───── Source material ─────

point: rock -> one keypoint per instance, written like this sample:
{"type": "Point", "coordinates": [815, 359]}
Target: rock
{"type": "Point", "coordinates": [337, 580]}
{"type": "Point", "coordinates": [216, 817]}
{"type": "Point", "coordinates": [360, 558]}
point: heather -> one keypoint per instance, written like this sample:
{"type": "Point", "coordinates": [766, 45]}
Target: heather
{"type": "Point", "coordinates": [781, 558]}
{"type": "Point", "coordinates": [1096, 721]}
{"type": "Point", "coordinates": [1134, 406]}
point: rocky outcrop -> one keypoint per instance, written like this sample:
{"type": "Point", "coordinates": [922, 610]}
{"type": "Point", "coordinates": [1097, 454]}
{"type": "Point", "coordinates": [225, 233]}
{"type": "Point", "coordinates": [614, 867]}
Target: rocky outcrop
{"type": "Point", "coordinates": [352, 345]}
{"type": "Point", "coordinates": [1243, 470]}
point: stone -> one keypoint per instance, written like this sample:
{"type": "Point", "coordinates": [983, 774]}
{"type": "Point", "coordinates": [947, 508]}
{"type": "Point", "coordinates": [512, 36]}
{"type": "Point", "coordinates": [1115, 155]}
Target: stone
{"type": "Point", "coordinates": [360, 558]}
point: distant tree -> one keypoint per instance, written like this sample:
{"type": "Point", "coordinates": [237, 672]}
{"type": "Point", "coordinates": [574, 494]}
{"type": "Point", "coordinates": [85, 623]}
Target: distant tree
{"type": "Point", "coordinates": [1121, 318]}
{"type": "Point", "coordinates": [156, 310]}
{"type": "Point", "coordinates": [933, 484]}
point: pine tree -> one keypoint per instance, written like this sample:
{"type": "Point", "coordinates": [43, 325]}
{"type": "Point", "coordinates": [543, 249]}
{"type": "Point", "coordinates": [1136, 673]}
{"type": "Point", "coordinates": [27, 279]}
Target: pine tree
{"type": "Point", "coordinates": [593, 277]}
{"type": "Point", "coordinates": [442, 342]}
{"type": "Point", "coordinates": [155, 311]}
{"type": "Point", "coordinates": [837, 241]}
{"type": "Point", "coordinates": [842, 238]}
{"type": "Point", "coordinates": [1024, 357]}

─────

Problem requirements: Pull out, word for word, the stretch from the line containing "point: pine tree" through the end of the items, with both of those ends included.

Solution for this exercise:
point: pine tree -> one keypoint per instance, written like this sample:
{"type": "Point", "coordinates": [43, 325]}
{"type": "Point", "coordinates": [543, 249]}
{"type": "Point", "coordinates": [1136, 673]}
{"type": "Point", "coordinates": [27, 279]}
Target: pine tree
{"type": "Point", "coordinates": [593, 277]}
{"type": "Point", "coordinates": [442, 342]}
{"type": "Point", "coordinates": [155, 311]}
{"type": "Point", "coordinates": [837, 241]}
{"type": "Point", "coordinates": [842, 238]}
{"type": "Point", "coordinates": [1024, 357]}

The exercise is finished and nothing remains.